**THE INPUT:**
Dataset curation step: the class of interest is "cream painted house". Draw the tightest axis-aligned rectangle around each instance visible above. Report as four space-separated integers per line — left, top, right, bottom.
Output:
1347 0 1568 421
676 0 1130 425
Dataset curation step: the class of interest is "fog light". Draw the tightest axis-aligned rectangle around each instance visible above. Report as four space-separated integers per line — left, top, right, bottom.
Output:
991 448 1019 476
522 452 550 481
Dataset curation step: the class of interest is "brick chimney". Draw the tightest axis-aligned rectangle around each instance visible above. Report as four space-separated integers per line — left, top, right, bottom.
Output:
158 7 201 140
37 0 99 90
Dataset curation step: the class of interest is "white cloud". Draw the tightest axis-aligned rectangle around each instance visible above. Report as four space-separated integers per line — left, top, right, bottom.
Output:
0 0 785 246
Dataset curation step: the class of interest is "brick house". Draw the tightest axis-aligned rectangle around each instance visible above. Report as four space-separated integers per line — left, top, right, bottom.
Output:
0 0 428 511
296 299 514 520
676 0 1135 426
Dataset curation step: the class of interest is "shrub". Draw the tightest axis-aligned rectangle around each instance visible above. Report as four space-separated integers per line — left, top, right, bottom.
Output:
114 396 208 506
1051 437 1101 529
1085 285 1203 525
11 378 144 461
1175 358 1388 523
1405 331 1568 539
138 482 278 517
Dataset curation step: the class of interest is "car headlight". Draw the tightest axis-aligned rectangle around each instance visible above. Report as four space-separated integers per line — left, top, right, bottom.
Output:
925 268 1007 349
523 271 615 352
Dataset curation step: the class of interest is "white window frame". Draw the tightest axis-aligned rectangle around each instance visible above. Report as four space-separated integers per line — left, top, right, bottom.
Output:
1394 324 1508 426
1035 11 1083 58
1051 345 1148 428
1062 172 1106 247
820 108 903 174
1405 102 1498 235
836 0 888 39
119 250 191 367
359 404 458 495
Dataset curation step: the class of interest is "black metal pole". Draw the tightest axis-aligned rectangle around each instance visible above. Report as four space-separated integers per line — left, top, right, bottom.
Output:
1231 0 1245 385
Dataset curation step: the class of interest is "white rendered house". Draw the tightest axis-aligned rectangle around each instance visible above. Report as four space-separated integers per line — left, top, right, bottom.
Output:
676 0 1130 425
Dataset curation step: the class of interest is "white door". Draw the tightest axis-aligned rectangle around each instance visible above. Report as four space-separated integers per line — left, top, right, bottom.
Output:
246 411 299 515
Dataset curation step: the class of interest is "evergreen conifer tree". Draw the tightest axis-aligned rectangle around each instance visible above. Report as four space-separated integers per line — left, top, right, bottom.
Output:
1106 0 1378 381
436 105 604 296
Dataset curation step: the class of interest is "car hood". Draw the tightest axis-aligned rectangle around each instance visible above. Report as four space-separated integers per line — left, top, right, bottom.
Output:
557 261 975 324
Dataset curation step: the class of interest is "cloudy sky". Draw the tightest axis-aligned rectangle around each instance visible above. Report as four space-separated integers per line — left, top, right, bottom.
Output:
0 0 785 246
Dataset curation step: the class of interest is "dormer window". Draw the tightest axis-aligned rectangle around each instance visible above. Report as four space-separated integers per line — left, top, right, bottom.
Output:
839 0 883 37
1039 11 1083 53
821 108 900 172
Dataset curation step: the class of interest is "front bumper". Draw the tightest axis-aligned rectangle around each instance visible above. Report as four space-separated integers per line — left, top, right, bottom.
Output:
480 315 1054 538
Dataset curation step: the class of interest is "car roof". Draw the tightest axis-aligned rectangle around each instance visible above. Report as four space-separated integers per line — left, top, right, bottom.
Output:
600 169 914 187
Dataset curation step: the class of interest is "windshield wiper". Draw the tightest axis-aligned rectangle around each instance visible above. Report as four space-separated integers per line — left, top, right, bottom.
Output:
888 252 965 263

**TASK DESCRIPTION:**
Copy out the listing from its first line down to and including the line containing "1347 0 1568 421", keeping every character unchanged.

**FINISHED TASK:**
Dataset curation step: the class of interest is "cream painted house". Draw the tightest axis-aligned rectangle around each instance visible above. Report as four space-separated integers per line — left, top, right, bottom.
Output:
1347 0 1568 421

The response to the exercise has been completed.